**PROBLEM TO WORK ON**
Write the listing out again, all of it, word for word.

**PROVIDED ENTRIES**
::::::::::

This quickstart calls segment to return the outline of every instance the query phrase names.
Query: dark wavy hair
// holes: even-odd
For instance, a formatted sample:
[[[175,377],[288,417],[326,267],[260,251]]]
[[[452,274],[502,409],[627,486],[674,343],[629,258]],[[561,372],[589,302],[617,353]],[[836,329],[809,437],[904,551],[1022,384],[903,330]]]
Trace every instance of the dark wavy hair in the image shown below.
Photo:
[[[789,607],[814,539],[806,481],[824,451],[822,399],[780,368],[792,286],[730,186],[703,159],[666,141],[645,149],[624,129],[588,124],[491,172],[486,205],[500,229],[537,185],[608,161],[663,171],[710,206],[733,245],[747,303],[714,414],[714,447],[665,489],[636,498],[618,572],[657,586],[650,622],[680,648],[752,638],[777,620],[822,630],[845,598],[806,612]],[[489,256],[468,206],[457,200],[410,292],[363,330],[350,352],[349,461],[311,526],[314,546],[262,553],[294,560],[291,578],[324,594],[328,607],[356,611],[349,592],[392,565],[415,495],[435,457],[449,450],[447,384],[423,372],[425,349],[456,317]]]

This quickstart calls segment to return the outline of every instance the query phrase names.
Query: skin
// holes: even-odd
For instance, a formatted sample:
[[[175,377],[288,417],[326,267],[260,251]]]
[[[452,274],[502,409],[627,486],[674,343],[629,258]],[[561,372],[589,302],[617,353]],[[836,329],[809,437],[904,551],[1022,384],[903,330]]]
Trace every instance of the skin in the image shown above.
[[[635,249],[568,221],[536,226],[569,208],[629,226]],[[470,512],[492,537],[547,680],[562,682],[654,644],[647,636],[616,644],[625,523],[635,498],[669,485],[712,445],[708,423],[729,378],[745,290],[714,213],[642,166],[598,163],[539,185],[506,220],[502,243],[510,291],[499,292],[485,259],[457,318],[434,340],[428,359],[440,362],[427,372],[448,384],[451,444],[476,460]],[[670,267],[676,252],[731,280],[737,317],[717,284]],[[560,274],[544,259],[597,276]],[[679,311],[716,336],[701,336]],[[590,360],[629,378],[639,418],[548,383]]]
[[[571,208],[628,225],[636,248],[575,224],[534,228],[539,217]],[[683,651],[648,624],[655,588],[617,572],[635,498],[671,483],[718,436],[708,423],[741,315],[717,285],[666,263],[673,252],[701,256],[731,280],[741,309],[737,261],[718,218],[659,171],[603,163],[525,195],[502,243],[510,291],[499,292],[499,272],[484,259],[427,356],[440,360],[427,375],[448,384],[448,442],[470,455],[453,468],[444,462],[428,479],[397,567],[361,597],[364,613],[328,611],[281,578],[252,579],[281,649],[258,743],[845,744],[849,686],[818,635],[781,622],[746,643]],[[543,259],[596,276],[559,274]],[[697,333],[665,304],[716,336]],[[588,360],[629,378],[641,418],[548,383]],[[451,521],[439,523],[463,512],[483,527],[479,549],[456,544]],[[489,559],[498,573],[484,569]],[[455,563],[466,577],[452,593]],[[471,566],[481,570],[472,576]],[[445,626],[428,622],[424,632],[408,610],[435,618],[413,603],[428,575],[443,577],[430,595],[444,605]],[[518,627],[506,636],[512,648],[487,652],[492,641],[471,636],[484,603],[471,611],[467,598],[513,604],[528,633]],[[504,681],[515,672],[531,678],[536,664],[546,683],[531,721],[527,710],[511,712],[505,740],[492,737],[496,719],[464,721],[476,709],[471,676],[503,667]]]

::::::::::

**ANSWER TO THIS EXERCISE**
This quickstart calls segment to return the outline of every instance the query phrase names.
Query: dark wavy hair
// holes: even-odd
For instance, a formatted sample:
[[[175,377],[288,417],[326,267],[260,251]]]
[[[452,274],[502,409],[627,486],[674,343],[629,258]],[[561,372],[589,302],[617,353]],[[836,329],[809,437],[904,551],[1022,384],[903,330]]]
Trace every instance of the dark wavy hair in the image shown below.
Photo:
[[[789,607],[814,539],[806,481],[824,451],[822,399],[780,368],[792,286],[730,186],[703,159],[666,141],[645,149],[624,129],[588,124],[491,172],[486,205],[500,229],[537,185],[608,161],[663,171],[710,206],[733,245],[747,303],[714,414],[714,447],[665,489],[636,498],[618,572],[657,586],[650,622],[680,648],[752,638],[777,620],[822,630],[845,598],[806,612]],[[489,256],[468,206],[457,200],[410,292],[363,330],[350,352],[349,461],[311,526],[314,546],[262,553],[294,560],[291,578],[324,594],[328,607],[356,611],[349,592],[392,565],[415,495],[435,457],[449,450],[447,384],[423,372],[425,349],[456,317]]]

This quickstart calls segment to return the outline of every instance the query phrase names.
Query: skin
// holes: even-odd
For instance, a formatted sample:
[[[175,377],[288,417],[326,267],[260,251]]]
[[[452,274],[502,409],[627,486],[674,343],[629,258]],[[561,372],[589,302],[617,353]],[[836,329],[809,437],[904,551],[1022,384],[903,330]]]
Trace every instance of the skin in the image shown above.
[[[635,249],[568,221],[536,226],[569,208],[629,226]],[[470,512],[492,537],[547,680],[562,682],[654,644],[647,636],[616,644],[625,523],[635,498],[669,485],[712,445],[708,423],[729,378],[745,290],[714,213],[642,166],[598,163],[539,185],[506,220],[502,243],[510,291],[499,292],[485,259],[457,318],[434,340],[428,359],[440,362],[427,372],[448,384],[451,444],[476,460]],[[670,267],[676,252],[731,280],[737,317],[717,284]],[[560,274],[544,259],[597,276]],[[679,311],[716,336],[701,336]],[[590,360],[629,378],[639,418],[548,383]]]
[[[571,208],[628,225],[636,248],[575,224],[534,228],[539,217]],[[683,651],[648,624],[655,588],[617,572],[635,498],[671,483],[718,436],[708,423],[741,315],[717,285],[666,263],[673,252],[701,256],[731,280],[741,309],[737,261],[718,218],[659,171],[603,163],[525,195],[502,243],[510,291],[499,292],[499,272],[484,259],[427,356],[440,360],[427,375],[448,384],[448,442],[470,455],[453,468],[444,462],[428,479],[397,567],[361,597],[364,613],[328,611],[281,578],[252,579],[281,649],[258,743],[845,744],[849,686],[818,635],[781,622],[746,643]],[[543,259],[596,276],[559,274]],[[697,333],[665,304],[716,336]],[[588,360],[629,378],[641,418],[548,383]],[[451,521],[439,523],[463,512],[483,527],[479,549],[456,544]],[[489,559],[498,573],[484,569]],[[455,563],[466,577],[452,593]],[[471,566],[481,570],[472,576]],[[445,626],[428,622],[424,632],[408,610],[435,618],[413,603],[428,575],[443,577],[430,595],[444,605]],[[518,627],[506,636],[512,648],[487,652],[492,641],[471,636],[484,603],[471,611],[467,598],[513,604],[528,633]],[[504,681],[515,672],[531,678],[536,664],[546,683],[531,721],[527,710],[511,712],[505,740],[492,737],[496,719],[464,721],[476,709],[471,676],[503,667]]]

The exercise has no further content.